*Exercise details*
Carry on the account of playing Traveller campaigns during the Rebellion, picking up after its final sentence.

*Given passage*
= = = = = = =

The MT boxed set rules were replete with these references to this "Rebellion" going on, but we never had a solid feeling of what this actually meant. What was it really doing to the Imperium? It was some dramatic civil war, except there was no war, which seemed really dumb. After the Rebellion Sourcebook came out, we looked over the maps and realized we were in the Spinward Marches ... and there was literally no war anywhere nearby, it was all solidly in the realm of Norris so it was just trading, smuggling treesomething eggs, and assassinating/raiding/fighting for profit. So we started a new campaign towards Core because we actually wanted to go where the fighting was. It honestly still didn't feel that great because the war was simply too big. We couldn't make a difference in it and it'd just grind on without us. Eventually we fell back into same old Traveller stuff, plus piracy and salvaging war graves.
When Hard Times came out, it was very welcome so the group embraced it with a vengeance. Now we had better maps and it went into detail of what exactly it meant to live in the Safes, the borders, and no-man's lands and so on. It also described the wretched things that were happening to these worlds unfortunate enough not to have mailing addresses in the Spinward Marches (some of the older guys laughed that the Rebellion had made the Spinward Marches from the most dangerous, exciting area in the Trav Universe to the most boring and dubbed it the Safeword Marches). It was
fun trying to find spare parts for an Arcology who's life support was failing, doing sometimes unsavory deals to get information on the parts, then getting them and flying back. It was tremendous fun using those really primitive starship rules to help some natives make a flotilla to try salvage war graves so they'd have a fleet-ish thing to fight off Reavers. Thinking about it now, I think our group was probably a lot different from the experiences of the people on this board because we were fans of Twilight: 2000, so we liked trying to build civilization or keep it running in environments where law, order, and civilization had broken down, so the worse the Rebellion got, the more interesting it was for us.

= = = = = = =

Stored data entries
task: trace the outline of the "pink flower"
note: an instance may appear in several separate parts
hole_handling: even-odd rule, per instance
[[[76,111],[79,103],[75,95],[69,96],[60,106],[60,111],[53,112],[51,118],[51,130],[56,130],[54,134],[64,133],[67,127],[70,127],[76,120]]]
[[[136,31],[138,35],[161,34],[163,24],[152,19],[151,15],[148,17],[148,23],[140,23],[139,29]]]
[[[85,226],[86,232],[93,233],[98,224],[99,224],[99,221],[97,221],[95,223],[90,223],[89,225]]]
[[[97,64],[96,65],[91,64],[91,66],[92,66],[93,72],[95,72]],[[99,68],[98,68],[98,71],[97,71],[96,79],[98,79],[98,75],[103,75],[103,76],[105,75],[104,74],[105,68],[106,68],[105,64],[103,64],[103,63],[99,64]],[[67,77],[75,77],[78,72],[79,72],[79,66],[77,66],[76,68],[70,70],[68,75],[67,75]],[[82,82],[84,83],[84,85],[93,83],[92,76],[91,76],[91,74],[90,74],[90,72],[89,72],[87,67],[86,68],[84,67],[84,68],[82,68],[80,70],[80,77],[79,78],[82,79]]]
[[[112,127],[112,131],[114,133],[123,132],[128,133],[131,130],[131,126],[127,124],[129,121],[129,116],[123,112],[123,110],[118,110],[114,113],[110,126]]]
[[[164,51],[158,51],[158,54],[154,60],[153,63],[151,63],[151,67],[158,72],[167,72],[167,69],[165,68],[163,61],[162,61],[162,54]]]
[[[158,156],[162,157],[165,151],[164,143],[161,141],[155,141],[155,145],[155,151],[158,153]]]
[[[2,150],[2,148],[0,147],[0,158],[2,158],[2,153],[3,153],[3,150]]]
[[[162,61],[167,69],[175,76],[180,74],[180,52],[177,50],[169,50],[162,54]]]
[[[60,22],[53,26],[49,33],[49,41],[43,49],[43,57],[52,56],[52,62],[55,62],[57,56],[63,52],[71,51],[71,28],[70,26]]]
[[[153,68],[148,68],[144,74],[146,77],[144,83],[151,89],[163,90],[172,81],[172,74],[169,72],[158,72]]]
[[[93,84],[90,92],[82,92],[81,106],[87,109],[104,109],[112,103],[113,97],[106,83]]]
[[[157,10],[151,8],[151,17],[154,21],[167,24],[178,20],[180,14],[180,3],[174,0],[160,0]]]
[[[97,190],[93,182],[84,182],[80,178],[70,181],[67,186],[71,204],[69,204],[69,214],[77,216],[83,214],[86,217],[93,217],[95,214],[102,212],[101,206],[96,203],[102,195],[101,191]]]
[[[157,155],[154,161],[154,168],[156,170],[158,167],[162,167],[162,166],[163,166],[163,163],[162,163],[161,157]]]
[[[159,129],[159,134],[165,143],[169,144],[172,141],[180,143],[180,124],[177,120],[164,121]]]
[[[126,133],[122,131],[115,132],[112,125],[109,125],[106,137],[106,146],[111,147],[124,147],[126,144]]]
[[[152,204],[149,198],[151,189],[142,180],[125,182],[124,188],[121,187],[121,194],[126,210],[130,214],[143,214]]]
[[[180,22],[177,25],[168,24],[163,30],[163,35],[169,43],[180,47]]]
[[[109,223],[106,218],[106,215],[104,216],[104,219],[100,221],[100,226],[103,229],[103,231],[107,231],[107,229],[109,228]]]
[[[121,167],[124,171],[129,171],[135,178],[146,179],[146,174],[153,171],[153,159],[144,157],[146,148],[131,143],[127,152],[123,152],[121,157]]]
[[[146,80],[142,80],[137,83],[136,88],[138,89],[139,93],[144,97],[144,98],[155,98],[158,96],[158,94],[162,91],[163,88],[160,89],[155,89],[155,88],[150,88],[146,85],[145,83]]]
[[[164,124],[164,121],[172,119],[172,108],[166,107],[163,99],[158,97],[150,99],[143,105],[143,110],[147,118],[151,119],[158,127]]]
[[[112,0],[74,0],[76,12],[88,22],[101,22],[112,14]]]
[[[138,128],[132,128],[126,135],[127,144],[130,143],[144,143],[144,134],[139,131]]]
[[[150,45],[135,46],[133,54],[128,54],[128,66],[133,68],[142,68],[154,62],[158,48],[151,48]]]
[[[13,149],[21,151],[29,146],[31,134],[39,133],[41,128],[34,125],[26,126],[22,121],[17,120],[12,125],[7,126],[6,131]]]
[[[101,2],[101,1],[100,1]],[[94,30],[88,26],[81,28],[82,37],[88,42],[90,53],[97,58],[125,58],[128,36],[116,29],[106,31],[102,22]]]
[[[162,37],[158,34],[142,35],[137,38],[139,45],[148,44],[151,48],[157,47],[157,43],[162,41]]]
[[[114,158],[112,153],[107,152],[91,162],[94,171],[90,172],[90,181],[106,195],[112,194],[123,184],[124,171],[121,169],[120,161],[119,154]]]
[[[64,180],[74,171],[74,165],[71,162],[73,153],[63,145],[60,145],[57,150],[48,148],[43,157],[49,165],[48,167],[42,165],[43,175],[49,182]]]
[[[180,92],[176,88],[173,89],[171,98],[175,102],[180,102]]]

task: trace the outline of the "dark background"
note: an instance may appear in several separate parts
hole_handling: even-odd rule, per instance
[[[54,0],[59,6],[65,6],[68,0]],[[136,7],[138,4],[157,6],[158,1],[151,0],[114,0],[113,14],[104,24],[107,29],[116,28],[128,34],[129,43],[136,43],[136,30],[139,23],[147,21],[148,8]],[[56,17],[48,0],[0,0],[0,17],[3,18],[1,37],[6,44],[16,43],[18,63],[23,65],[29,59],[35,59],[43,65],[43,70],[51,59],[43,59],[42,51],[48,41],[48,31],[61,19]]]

= = = = = = =

*Answer for this exercise*
Then TNE came out. Obviously with all the Challenge articles and so on, we knew it was coming and we were excited.
The background didn't bug us, the rules didn't really bug us, the weird thing was ... it was the art and the RC's aesthetic that really bugged us. The skintight Flash Gordon bodysuits really turned us off, it's a really strange thing to have bugged us, but it really did. It bugged us far more than the Virus or anything else did. It felt like Traveller had changed from the gritty sci-fi game to ... a bad Saturday morning cartoon (back when they had Saturday morning cartoons). In fact, if anything really killed TNE's acceptance with
new gamers, I think it was that awful bodysuit aesthetic and the RC's weird insistence on everyone having "cool" taccodes as nicknames.
We played it anyway, though and had some good times, though instead of going with some "cold sleep" option to bring our characters over, once a friend converted his Scout with Jack-of-all-Trades-4 and got massive stats boosts in TNE, we kinda all laughed and agreed just to make new characters and start a new game, though many of us chose to gen characters who were descendants of the original MT crew (we didn't use the rules for it in Survival Margin, just new characters that happened to have same last names or whatever).